HOW TO COMPLETE THIS TASK:
Retype all the records below exactly as they are, with no image carried over.

EXERCISE MATERIALS:

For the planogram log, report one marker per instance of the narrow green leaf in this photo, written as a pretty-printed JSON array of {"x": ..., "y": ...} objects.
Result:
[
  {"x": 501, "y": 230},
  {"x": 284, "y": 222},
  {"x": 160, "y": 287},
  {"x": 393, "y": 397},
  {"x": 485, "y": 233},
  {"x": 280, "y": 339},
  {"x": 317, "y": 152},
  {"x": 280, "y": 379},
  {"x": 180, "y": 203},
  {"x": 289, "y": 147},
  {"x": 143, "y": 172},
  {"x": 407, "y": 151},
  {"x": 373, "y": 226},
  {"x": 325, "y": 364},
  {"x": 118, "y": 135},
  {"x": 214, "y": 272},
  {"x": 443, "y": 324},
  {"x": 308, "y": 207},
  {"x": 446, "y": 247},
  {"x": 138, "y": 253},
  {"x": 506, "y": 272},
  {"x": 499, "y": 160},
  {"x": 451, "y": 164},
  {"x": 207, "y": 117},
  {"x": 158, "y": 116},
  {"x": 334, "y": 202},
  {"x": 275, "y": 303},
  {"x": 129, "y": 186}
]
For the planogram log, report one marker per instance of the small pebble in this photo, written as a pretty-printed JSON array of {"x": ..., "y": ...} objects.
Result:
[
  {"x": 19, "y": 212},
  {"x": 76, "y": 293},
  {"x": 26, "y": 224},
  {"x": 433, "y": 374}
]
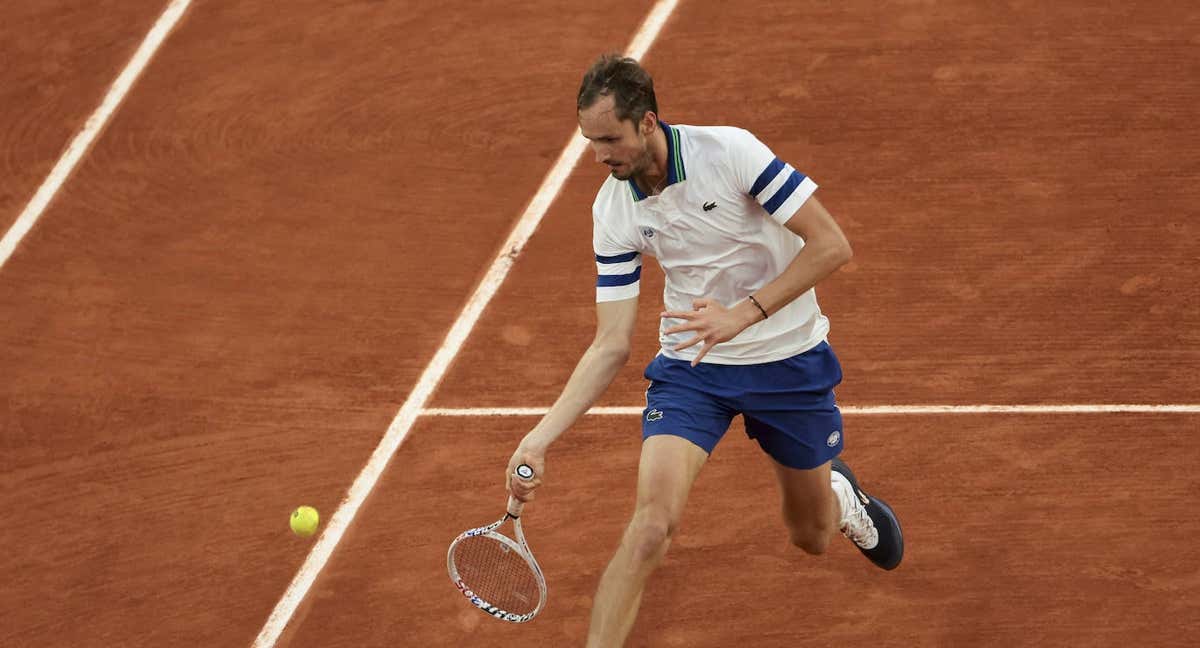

SOLVED PROBLEM:
For the planogram log, report one marker per instance of the narrow green leaf in this photo, written as a pretty-printed JSON array of {"x": ..., "y": ...} objects.
Result:
[
  {"x": 501, "y": 230},
  {"x": 284, "y": 222},
  {"x": 160, "y": 287},
  {"x": 393, "y": 397},
  {"x": 485, "y": 233},
  {"x": 280, "y": 339},
  {"x": 317, "y": 152},
  {"x": 280, "y": 379},
  {"x": 180, "y": 203},
  {"x": 289, "y": 147},
  {"x": 143, "y": 172},
  {"x": 407, "y": 151},
  {"x": 373, "y": 226},
  {"x": 325, "y": 364},
  {"x": 118, "y": 135},
  {"x": 214, "y": 272},
  {"x": 443, "y": 324},
  {"x": 308, "y": 207},
  {"x": 446, "y": 247},
  {"x": 138, "y": 253},
  {"x": 506, "y": 272},
  {"x": 499, "y": 160},
  {"x": 451, "y": 164},
  {"x": 207, "y": 117},
  {"x": 158, "y": 116},
  {"x": 334, "y": 202},
  {"x": 275, "y": 303},
  {"x": 129, "y": 186}
]
For the planogram log, report one marker per instance of the small pebble in this photo, written as a pretty-printed JSON array of {"x": ..., "y": ...} objects.
Result:
[
  {"x": 19, "y": 212},
  {"x": 76, "y": 293},
  {"x": 26, "y": 224},
  {"x": 433, "y": 374}
]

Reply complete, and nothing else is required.